▶ [Text extract]:
——

PictureI've been posting these videos on instagram #stevkensdance
When I was in third or fourth grade, I would hole myself up in our basement with the record player and dance my ass off. I would make up elaborate dances that were one part really bad ballet impression, one part modern jazz, one part interpretive dance and another part weirdo. I LOVED to dance. I loved getting sweaty. I loved moving my body.
 
Around that same time and in a rare occurrence of joiner-hood, my mother agreed to buy me some ballet lessons. I didn’t necessarily want to do ballet exactly but I wanted to dance and that seemed to be the only kind of dance on offer to a little girl at the time. The first day in class, I noticed that my belly stuck out MUCH farther than anyone else’s. In fact, it was the second time in my life I felt fat (the first is a story for another time).
 
It was a painful feeling. I don’t particularly remember any of the girl’s teasing me exactly but for some reason, I have a memory of my instructor’s face being disapproving. No words. Just a look. I remember too, looking around at all of these whisps of girls with their flat – in some cases, concave! -- bellies and their long necks and their toothpick legs with thigh gaps a mile wide and knowing that everything about me was wrong. I did not belong. One of these things was not like the other.
 
I’m not sure how I came up with the greatest lie I’ve ever told but I do remember that it came to me suddenly and felt absolutely right. When my mother picked me up after the second or third lesson, I sat in the back of the car and told her what seemed to me like a hilarious story: The instructor – in front of everyone – had laughed out loud and told me that my belly looked as if I had swallowed a basketball then the whole class laughed at me, along with her. As I told this story – which was a complete invention of my hurting little girl brain – I laughed like it was the greatest joke I’d ever heard. My mother laughed too. It made her angry with my instructor but, for whatever reason, she thought it was hysterically funny. And, I KNEW that she would. I knew that was the reaction I would get. That’s why I told it. I remember over the next several weeks and months, I got to retell that “joke” a million times. My mother would remind me of it from time to time even into my early adulthood. She would laugh and laugh. Whoever else was hearing the story would laugh and laugh.

——

▶ [Brief 1]: Extract every line of the listing below that contains the string "tent", treating uppercase and lowercase letters as distinct.

▶ [Location annotation dataset excerpts]:
——

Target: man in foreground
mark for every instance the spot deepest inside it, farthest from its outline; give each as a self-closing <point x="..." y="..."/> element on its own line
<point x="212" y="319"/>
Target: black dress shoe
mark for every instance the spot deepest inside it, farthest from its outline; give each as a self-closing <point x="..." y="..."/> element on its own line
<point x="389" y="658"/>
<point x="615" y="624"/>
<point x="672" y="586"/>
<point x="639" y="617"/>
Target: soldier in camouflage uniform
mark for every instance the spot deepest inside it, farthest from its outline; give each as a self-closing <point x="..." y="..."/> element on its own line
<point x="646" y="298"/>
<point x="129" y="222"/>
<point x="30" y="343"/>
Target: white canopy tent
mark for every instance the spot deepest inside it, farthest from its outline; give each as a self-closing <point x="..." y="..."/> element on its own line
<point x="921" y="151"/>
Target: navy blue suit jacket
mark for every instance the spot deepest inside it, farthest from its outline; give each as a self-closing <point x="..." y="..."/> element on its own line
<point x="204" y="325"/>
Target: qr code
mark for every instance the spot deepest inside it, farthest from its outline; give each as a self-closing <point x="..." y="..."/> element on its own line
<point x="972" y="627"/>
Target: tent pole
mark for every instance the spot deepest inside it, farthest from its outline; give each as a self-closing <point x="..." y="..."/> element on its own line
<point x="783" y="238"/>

——

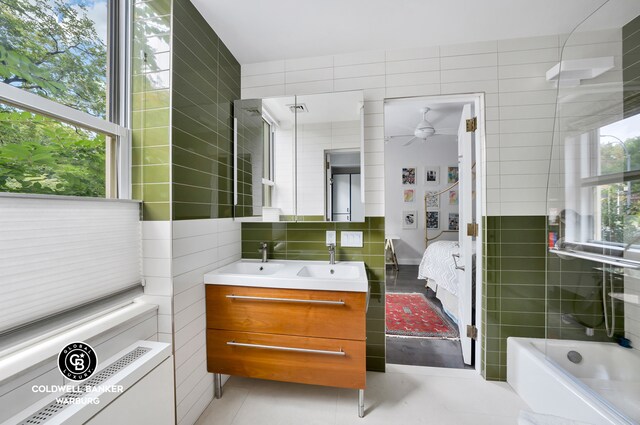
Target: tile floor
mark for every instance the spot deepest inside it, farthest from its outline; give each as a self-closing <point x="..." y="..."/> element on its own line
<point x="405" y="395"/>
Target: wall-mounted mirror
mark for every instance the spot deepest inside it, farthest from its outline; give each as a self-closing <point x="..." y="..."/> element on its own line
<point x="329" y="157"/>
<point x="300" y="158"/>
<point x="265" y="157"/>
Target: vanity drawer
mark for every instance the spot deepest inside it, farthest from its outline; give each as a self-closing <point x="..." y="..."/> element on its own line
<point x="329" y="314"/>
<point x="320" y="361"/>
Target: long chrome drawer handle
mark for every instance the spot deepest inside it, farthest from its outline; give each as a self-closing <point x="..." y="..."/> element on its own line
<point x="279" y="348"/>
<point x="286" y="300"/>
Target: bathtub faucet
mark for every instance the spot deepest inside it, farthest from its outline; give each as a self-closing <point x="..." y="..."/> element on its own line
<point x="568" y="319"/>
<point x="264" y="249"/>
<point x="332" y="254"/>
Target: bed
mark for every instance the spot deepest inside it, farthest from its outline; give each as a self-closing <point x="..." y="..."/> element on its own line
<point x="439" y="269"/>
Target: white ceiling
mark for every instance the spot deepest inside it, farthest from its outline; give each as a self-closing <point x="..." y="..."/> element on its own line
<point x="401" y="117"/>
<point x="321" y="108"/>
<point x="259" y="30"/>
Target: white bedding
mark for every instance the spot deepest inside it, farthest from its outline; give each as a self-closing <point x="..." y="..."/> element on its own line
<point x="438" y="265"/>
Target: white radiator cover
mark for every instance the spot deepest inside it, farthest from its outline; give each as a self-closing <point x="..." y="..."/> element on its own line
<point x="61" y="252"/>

——

▶ [Brief 2]: In the invented story the narrator told after ballet class in the essay on childhood dancing, what did the instructor supposedly say the narrator's belly looked like?

▶ [Expected output 1]:
Target: white canopy tent
Target: tent pole

▶ [Expected output 2]: That it looked as if the narrator had swallowed a basketball.